Begin at the line with "Tag every instance of the out-of-focus" and set down each line exactly until the listing ends. Images stay out.

======

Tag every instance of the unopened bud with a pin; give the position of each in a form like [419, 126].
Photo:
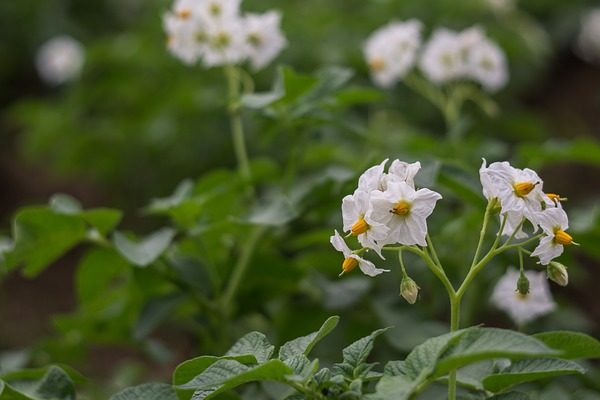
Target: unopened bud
[523, 285]
[409, 290]
[557, 272]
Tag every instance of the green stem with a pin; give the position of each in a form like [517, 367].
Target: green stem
[239, 271]
[235, 115]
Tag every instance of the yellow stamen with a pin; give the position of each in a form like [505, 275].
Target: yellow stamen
[401, 208]
[562, 237]
[349, 264]
[377, 64]
[184, 14]
[522, 189]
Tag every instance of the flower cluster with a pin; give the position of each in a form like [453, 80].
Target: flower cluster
[216, 32]
[60, 59]
[393, 50]
[521, 198]
[386, 208]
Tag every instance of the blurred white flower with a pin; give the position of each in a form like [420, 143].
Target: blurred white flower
[588, 42]
[404, 211]
[391, 51]
[60, 60]
[214, 31]
[442, 59]
[264, 38]
[355, 209]
[352, 260]
[486, 64]
[554, 222]
[523, 308]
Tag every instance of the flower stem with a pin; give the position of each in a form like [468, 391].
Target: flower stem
[232, 74]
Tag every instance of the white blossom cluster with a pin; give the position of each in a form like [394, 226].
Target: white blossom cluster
[521, 197]
[588, 42]
[386, 208]
[393, 50]
[216, 32]
[523, 308]
[60, 59]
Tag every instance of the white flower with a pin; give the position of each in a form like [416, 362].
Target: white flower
[226, 42]
[519, 191]
[523, 308]
[60, 59]
[391, 51]
[352, 260]
[184, 37]
[373, 178]
[355, 208]
[404, 211]
[588, 42]
[486, 63]
[264, 38]
[441, 60]
[554, 222]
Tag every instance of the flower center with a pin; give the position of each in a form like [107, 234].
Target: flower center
[359, 227]
[184, 14]
[401, 208]
[349, 264]
[522, 189]
[562, 237]
[377, 64]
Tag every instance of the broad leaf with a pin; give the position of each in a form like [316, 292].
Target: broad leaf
[303, 345]
[147, 250]
[254, 343]
[572, 344]
[486, 343]
[530, 370]
[147, 391]
[41, 236]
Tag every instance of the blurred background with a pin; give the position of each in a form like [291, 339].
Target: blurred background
[136, 122]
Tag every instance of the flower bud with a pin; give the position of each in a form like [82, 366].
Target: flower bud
[409, 290]
[523, 285]
[557, 272]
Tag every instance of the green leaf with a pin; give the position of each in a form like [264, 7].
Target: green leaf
[44, 383]
[254, 343]
[486, 343]
[421, 361]
[357, 352]
[511, 396]
[227, 374]
[189, 369]
[572, 344]
[147, 250]
[41, 237]
[147, 391]
[303, 345]
[530, 370]
[399, 387]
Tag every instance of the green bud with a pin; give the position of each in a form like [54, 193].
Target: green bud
[557, 272]
[523, 284]
[409, 290]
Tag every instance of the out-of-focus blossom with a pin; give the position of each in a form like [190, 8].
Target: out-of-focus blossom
[60, 60]
[391, 51]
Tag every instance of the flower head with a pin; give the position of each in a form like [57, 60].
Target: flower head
[391, 51]
[523, 308]
[554, 223]
[404, 211]
[60, 59]
[263, 37]
[352, 260]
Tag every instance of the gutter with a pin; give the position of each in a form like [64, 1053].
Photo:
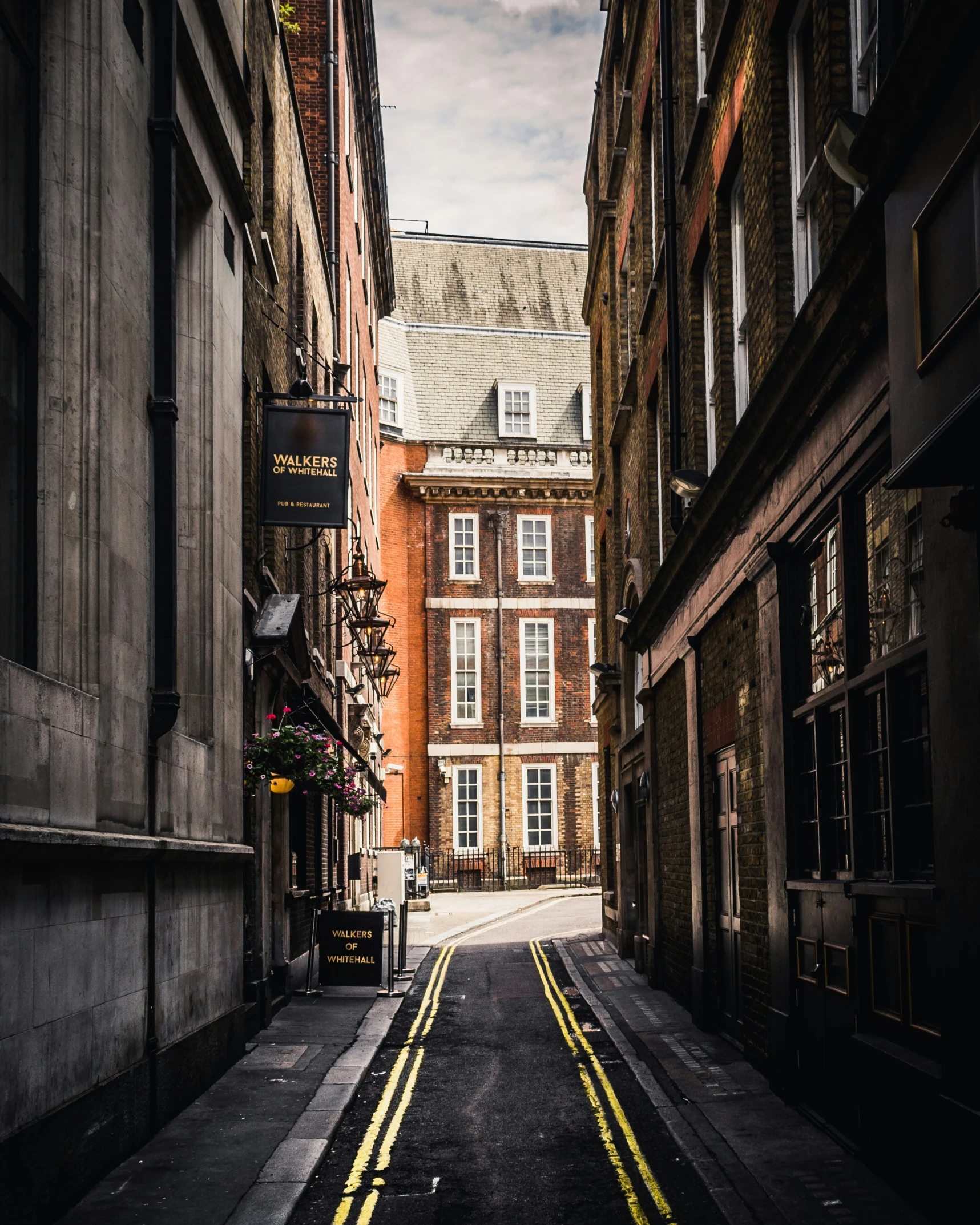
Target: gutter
[671, 259]
[164, 701]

======

▸ **Response**:
Tag every instance of the out-of-focus blossom with a pin; give the position of each in a form like [190, 8].
Target: out-of-focus blossom
[60, 60]
[391, 51]
Tag every instance of the flower head with a pin; give the position of each in a form like [57, 60].
Target: flower head
[391, 51]
[523, 308]
[554, 223]
[404, 211]
[60, 59]
[263, 37]
[352, 260]
Tag every instance of the gutter with a pin; give the position of each in a form like [64, 1053].
Photo:
Target: gutter
[671, 259]
[164, 701]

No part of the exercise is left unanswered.